_Exercise brief:_
Report every line in the entries below that contains the string "long", copying each such line in full. Only matches with the same uppercase and lowercase letters count.

• • • • • • •

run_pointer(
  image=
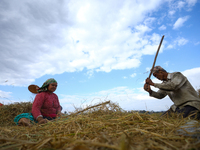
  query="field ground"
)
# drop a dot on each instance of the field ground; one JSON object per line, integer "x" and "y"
{"x": 102, "y": 127}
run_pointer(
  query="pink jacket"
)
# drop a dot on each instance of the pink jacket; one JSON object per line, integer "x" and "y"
{"x": 45, "y": 104}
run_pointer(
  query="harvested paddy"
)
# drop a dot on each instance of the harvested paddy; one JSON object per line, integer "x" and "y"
{"x": 104, "y": 126}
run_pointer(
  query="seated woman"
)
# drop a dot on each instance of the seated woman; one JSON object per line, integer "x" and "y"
{"x": 45, "y": 107}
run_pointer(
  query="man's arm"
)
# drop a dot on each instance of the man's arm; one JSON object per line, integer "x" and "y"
{"x": 175, "y": 83}
{"x": 159, "y": 94}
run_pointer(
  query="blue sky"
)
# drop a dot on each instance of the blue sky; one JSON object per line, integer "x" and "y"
{"x": 96, "y": 50}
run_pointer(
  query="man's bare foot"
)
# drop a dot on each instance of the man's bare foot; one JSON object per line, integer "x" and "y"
{"x": 24, "y": 122}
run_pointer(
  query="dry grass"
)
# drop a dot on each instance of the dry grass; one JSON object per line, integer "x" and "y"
{"x": 102, "y": 127}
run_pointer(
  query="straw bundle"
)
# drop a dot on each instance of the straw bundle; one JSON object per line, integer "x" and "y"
{"x": 101, "y": 127}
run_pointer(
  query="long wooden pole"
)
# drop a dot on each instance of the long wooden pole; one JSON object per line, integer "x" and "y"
{"x": 156, "y": 56}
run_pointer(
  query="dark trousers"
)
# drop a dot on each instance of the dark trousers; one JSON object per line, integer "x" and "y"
{"x": 185, "y": 112}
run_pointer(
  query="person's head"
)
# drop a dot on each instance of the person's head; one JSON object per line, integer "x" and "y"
{"x": 159, "y": 73}
{"x": 49, "y": 85}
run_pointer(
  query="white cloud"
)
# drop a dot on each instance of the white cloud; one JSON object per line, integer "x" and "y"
{"x": 163, "y": 27}
{"x": 193, "y": 76}
{"x": 180, "y": 4}
{"x": 133, "y": 75}
{"x": 191, "y": 2}
{"x": 67, "y": 36}
{"x": 127, "y": 98}
{"x": 5, "y": 95}
{"x": 179, "y": 23}
{"x": 171, "y": 12}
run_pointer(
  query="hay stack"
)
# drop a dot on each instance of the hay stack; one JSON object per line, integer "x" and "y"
{"x": 9, "y": 112}
{"x": 104, "y": 127}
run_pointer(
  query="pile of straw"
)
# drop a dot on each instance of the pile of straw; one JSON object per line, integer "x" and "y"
{"x": 101, "y": 127}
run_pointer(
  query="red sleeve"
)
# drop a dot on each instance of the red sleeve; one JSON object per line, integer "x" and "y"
{"x": 59, "y": 108}
{"x": 37, "y": 104}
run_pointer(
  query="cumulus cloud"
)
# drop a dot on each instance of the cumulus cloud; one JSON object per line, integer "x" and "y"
{"x": 128, "y": 98}
{"x": 163, "y": 27}
{"x": 133, "y": 75}
{"x": 48, "y": 37}
{"x": 179, "y": 23}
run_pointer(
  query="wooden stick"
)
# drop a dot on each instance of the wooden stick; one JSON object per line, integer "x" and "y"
{"x": 156, "y": 56}
{"x": 107, "y": 102}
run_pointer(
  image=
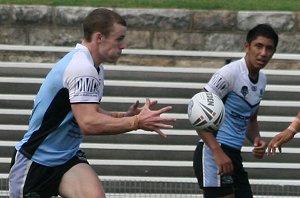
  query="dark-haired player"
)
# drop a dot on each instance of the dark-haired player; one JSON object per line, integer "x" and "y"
{"x": 241, "y": 85}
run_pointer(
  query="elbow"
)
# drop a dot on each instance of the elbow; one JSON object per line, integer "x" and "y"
{"x": 87, "y": 129}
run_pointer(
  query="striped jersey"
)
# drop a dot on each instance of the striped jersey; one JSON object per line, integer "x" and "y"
{"x": 54, "y": 136}
{"x": 241, "y": 97}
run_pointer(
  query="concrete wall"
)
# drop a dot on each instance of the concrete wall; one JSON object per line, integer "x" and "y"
{"x": 148, "y": 28}
{"x": 178, "y": 29}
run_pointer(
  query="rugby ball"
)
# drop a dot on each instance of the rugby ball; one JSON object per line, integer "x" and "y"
{"x": 206, "y": 111}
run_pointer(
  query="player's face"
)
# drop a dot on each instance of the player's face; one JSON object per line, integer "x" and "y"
{"x": 111, "y": 46}
{"x": 259, "y": 52}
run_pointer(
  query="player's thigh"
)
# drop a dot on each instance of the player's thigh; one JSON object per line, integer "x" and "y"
{"x": 81, "y": 181}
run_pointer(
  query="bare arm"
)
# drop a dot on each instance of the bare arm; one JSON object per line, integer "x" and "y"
{"x": 254, "y": 137}
{"x": 222, "y": 160}
{"x": 92, "y": 120}
{"x": 285, "y": 136}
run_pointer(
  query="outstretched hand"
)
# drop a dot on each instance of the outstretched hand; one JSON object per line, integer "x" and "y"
{"x": 135, "y": 110}
{"x": 151, "y": 120}
{"x": 279, "y": 140}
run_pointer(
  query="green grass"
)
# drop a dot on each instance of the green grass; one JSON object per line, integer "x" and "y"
{"x": 274, "y": 5}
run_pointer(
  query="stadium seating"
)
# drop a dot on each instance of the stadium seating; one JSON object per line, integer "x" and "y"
{"x": 142, "y": 162}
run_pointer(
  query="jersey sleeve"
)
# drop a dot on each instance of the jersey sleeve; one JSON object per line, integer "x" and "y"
{"x": 82, "y": 81}
{"x": 221, "y": 82}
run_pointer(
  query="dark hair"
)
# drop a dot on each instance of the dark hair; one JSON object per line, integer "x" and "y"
{"x": 264, "y": 30}
{"x": 101, "y": 20}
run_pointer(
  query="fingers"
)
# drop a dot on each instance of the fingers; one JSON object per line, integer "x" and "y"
{"x": 161, "y": 134}
{"x": 136, "y": 104}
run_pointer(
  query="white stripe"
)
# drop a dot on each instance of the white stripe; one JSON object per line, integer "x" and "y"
{"x": 160, "y": 84}
{"x": 150, "y": 147}
{"x": 161, "y": 69}
{"x": 170, "y": 115}
{"x": 185, "y": 132}
{"x": 169, "y": 163}
{"x": 119, "y": 99}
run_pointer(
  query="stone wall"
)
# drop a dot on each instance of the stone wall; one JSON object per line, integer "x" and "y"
{"x": 179, "y": 29}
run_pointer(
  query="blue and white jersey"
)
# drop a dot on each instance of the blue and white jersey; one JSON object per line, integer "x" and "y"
{"x": 54, "y": 136}
{"x": 241, "y": 98}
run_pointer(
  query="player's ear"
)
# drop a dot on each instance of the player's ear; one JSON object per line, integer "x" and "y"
{"x": 97, "y": 37}
{"x": 246, "y": 46}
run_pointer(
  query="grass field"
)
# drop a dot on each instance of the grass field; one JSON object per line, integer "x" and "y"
{"x": 276, "y": 5}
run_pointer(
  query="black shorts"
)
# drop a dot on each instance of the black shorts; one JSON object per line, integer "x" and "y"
{"x": 214, "y": 185}
{"x": 30, "y": 179}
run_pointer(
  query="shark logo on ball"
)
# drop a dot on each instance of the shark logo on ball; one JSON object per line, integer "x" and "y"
{"x": 209, "y": 114}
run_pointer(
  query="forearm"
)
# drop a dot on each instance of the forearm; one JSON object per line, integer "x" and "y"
{"x": 209, "y": 139}
{"x": 112, "y": 113}
{"x": 253, "y": 131}
{"x": 107, "y": 125}
{"x": 294, "y": 126}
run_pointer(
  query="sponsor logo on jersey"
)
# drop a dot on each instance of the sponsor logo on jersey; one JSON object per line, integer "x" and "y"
{"x": 244, "y": 90}
{"x": 219, "y": 82}
{"x": 87, "y": 86}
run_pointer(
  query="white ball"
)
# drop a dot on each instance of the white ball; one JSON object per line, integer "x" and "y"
{"x": 206, "y": 111}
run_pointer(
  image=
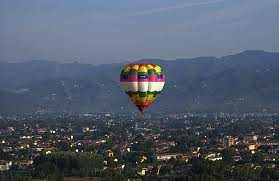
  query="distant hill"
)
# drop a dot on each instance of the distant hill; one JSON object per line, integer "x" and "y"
{"x": 244, "y": 82}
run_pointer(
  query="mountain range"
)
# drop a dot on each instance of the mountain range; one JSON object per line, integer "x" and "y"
{"x": 243, "y": 82}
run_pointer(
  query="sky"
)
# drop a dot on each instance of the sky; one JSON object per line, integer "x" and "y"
{"x": 103, "y": 31}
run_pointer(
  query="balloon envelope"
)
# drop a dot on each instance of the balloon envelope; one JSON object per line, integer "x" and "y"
{"x": 142, "y": 83}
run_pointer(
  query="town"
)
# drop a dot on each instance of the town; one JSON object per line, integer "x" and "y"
{"x": 187, "y": 146}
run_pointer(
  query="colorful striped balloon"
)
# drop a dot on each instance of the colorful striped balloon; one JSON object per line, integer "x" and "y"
{"x": 142, "y": 82}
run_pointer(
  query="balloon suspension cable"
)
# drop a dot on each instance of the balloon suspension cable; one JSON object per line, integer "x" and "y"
{"x": 141, "y": 112}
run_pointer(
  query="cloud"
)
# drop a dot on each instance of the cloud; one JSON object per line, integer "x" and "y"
{"x": 175, "y": 7}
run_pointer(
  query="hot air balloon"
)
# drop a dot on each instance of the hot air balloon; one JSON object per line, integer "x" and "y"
{"x": 142, "y": 83}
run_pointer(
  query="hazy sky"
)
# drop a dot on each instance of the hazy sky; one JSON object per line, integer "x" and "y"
{"x": 105, "y": 31}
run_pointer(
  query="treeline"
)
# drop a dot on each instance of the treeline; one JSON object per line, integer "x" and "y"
{"x": 56, "y": 166}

• • • • • • •

_Full output:_
  query="long wooden pole"
# drop a dot on each instance of the long wooden pole; one JSON object per line, integer "x" and "y"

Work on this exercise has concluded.